Text section:
By Betsy Cribb
National and local law enforcement officials support gun ownership for most, but not all, citizens.
Many are concerned that people with mental health problems can get their hands on guns – and that there are few public resources to address that issue.
Lexington Police Chief Al Thomas said he believes there is a connection between gun violence and mental health issues.
“If you look at the violence that our nation has been faced with recently, the majority of violators have some type of mental health disorder,” Thomas said. “I think that’s where we need to expand our attention.”
Thomas said proper mental health treatment could have possibly prevented the mass shootings last year at Sandy Hook Elementary School in Newtown, Conn., and at a movie theater in Aurora, Colo.
Virginia Tech University shooter Seung-Hui Cho also had a history of mental health issues.
Washington and Lee University campus psychiatrist Kirk Luder said mental illness is treated in two ways: medication and psychosocial rehab, which helps individuals develop coping strategies.
But Luder said there isn’t sufficient public money to provide all individuals with the mental health treatment they need.
“With every legislation, funding [has been] trimmed back,” Luder said. “Funding has dried up.”
Rockbridge Area Community Services is one mental health treatment provider that has had to cut corners when providing treatment, Luder said.
Rockbridge Sheriff Chris Blalock said he worries about this decrease in mental health treatment and that people with mental illness can access guns—guns that he believes Americans do have the constitutional right to own.
“It’s a balancing act between the right to own guns and keeping those guns out of the hands that shouldn’t have them,” Blalock said.
Sandy Hook shooter Adam Lanza used a gun that his mother legally owned and two more to kill 27 people and himself. One assault weapon was a semiautomatic Bushmaster .223 military-style rifle.
“I hate for those [police officers] to go out and to have to face these assault weapons,” Blalock said. “The people they’re dealing with are better armed than they are.”
Thomas said some people shouldn’t own guns, but taking away citizens’ Second Amendment rights in rural Virginia is out of the question.
“The rich tradition of father-son and father-daughter to go out and go hunting and dads teaching their kids about weapons and safety … that’s almost sacred in some parts of the country,” Thomas said.
Law enforcement officials addressed gun control recently at the National Sheriffs’ Association’s winter conference in Washington, D.C.
Held from Jan. 28 to Feb. 2, the conference brought together sheriffs from across the nation for workshops, seminars and training.
During the conference, the association released a statement on gun control in support of Second Amendment rights and called for improved mental health treatment.
Information also from the Associated Press.

Records provided:
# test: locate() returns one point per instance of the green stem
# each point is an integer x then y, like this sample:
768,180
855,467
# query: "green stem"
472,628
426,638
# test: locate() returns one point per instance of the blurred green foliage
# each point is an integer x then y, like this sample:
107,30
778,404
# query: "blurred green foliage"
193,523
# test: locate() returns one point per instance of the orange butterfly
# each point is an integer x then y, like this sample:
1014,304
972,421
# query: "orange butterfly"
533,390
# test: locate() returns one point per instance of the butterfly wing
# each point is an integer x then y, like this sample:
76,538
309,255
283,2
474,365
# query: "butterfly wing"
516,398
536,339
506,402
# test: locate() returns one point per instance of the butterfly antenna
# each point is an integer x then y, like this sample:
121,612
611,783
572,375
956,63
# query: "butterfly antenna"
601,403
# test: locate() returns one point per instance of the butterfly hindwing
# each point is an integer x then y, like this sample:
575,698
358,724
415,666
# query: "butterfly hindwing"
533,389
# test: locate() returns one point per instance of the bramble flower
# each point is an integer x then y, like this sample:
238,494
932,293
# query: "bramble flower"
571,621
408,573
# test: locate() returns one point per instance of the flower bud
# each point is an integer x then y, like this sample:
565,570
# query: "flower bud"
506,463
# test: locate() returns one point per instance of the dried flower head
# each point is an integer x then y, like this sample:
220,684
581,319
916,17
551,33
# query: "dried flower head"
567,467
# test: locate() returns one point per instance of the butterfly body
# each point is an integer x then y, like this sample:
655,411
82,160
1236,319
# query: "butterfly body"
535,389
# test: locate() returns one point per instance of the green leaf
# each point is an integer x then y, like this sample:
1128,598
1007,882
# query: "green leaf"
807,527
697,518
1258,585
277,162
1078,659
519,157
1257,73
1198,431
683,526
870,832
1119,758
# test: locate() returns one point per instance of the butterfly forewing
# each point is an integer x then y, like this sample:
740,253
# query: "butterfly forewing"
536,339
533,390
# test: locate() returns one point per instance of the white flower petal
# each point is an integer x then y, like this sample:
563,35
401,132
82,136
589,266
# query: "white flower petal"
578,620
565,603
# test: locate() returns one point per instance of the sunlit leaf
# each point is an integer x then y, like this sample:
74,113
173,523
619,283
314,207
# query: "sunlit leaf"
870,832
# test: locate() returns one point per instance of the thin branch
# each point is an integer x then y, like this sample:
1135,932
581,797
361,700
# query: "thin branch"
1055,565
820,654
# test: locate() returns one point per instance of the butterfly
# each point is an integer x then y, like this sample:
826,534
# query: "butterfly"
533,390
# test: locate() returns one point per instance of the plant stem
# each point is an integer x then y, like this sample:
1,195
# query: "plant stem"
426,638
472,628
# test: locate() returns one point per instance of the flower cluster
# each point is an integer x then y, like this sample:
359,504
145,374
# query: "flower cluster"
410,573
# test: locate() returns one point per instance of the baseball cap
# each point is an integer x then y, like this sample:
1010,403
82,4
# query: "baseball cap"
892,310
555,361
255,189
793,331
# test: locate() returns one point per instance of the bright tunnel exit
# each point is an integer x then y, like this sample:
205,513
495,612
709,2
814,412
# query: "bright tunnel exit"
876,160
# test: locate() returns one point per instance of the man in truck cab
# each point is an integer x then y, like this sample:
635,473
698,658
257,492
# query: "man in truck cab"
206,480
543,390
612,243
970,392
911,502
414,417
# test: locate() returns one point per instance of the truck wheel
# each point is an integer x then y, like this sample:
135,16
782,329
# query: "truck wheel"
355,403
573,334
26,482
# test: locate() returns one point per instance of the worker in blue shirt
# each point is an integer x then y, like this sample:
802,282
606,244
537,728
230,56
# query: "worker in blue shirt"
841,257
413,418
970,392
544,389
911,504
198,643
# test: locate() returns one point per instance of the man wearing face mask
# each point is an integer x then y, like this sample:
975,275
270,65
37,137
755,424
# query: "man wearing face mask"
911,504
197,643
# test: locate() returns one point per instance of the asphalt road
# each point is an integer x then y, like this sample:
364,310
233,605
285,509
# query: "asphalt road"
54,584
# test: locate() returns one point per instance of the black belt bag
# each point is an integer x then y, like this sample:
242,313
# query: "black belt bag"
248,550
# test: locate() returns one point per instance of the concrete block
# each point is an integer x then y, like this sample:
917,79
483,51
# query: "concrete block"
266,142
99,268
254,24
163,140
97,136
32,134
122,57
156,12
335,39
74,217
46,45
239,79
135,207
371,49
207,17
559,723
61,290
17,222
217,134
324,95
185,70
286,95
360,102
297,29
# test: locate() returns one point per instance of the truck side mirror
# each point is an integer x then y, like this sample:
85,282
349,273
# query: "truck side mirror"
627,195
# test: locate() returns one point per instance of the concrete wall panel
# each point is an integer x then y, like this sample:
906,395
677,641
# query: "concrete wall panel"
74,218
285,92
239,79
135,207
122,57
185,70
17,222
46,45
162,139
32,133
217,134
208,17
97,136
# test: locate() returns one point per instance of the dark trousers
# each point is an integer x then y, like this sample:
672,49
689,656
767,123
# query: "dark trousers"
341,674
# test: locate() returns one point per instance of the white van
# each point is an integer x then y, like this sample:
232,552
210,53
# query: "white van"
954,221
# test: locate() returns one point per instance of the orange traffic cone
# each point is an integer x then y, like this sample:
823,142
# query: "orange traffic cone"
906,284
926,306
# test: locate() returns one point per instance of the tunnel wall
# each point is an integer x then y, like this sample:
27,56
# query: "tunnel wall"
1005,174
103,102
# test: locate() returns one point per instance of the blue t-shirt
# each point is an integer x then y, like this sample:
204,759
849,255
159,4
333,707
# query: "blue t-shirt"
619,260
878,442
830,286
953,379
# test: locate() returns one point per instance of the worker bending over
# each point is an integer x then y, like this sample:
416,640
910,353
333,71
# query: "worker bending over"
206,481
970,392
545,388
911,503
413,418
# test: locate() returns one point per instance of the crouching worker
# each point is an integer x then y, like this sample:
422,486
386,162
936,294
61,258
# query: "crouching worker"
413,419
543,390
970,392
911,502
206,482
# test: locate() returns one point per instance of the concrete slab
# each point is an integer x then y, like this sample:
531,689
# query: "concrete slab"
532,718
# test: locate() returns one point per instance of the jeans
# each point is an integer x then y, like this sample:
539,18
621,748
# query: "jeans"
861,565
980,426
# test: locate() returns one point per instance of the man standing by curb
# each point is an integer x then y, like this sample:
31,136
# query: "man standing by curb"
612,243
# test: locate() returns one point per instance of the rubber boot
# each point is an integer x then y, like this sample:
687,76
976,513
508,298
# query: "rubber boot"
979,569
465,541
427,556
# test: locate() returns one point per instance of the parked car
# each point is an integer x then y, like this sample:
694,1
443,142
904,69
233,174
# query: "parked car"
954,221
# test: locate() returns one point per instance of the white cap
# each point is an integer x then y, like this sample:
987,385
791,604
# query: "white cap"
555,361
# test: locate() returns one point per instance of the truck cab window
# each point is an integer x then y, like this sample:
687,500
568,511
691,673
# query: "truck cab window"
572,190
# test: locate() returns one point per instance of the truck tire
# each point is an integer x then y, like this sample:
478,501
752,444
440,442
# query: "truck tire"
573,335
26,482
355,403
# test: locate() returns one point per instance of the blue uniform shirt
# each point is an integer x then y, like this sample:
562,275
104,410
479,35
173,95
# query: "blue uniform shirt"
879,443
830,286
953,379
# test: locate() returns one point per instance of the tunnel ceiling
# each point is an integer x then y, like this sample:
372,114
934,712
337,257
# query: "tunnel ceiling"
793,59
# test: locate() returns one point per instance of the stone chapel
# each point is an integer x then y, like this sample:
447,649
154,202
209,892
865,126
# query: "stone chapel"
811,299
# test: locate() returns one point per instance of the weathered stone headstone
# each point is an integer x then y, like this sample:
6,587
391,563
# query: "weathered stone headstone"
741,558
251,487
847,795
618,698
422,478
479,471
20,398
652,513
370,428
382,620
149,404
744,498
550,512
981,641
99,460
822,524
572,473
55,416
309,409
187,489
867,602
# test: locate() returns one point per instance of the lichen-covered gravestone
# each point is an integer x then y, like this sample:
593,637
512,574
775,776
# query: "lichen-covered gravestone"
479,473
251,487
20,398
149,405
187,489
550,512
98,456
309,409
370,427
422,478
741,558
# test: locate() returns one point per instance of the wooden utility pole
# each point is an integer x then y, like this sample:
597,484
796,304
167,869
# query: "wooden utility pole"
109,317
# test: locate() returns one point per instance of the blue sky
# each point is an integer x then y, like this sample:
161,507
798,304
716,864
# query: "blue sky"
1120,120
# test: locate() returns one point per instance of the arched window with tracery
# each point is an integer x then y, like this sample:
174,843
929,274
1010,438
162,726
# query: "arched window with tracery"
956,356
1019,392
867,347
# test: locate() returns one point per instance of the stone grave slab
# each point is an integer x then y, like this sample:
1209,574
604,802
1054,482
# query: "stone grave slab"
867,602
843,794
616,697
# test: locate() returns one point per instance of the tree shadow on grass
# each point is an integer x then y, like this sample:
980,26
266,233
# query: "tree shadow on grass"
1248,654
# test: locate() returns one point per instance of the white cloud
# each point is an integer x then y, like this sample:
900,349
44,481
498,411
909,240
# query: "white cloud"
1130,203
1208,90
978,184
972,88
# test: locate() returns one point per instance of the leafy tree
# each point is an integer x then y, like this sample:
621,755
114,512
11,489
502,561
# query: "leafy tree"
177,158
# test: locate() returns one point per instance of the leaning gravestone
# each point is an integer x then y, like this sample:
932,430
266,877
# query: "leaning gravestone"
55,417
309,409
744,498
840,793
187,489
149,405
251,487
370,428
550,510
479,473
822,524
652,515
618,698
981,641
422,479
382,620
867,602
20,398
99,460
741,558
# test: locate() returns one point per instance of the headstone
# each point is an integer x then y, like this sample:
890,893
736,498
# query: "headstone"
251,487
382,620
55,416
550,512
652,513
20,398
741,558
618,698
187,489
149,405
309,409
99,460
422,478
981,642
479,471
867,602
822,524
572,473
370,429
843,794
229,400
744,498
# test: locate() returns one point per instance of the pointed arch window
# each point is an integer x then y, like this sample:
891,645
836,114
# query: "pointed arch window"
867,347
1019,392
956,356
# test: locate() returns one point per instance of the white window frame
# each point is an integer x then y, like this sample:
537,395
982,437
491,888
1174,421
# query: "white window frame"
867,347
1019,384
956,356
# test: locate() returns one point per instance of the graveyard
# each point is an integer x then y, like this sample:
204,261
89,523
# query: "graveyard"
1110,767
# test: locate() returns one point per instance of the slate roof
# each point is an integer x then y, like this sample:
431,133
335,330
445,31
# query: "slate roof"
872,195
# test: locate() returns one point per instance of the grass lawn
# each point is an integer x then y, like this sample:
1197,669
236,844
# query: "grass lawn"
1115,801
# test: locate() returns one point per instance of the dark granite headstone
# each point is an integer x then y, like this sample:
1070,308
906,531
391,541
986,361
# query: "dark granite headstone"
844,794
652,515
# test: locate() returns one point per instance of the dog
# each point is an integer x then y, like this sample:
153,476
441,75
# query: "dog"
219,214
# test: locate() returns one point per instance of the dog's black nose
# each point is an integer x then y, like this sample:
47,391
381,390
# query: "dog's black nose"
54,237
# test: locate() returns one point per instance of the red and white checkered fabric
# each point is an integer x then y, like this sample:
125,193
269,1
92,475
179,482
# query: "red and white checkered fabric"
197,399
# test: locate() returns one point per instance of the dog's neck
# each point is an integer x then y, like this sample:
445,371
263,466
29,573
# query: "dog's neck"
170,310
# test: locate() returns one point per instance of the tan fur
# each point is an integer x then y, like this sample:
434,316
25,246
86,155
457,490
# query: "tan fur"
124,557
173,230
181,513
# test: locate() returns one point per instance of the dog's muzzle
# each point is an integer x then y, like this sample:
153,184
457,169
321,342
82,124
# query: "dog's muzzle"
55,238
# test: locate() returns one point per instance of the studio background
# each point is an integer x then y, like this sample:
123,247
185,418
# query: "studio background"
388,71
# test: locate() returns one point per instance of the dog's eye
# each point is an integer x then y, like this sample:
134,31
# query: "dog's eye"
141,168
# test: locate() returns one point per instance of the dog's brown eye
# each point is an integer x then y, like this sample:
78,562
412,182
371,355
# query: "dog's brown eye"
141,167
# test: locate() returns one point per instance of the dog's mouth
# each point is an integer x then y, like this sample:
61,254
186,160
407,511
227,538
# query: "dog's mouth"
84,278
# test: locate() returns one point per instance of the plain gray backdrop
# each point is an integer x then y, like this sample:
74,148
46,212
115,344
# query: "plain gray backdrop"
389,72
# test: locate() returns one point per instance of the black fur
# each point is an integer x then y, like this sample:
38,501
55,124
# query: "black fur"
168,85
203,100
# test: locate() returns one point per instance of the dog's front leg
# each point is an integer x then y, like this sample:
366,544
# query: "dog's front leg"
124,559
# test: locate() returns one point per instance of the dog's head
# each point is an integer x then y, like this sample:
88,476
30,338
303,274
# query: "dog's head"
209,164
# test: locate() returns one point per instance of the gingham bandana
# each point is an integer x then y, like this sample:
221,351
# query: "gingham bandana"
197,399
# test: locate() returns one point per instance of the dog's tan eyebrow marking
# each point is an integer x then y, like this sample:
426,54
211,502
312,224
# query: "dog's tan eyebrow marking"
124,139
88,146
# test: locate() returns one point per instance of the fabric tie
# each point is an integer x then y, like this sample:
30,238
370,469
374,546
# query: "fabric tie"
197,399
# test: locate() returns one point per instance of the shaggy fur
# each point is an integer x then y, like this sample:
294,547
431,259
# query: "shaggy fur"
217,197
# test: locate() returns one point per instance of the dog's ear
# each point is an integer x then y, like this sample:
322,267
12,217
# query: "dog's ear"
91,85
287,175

Task instructions:
In the article on gun ownership and mental health above, answer these:
1. What two ways of treating mental illness does Kirk Luder name?
2. How many people did Adam Lanza kill besides himself?
3. On what dates was the National Sheriffs' Association's winter conference held?

Answer space:
1. Medication and psychosocial rehab.
2. 27.
3. Jan. 28 to Feb. 2.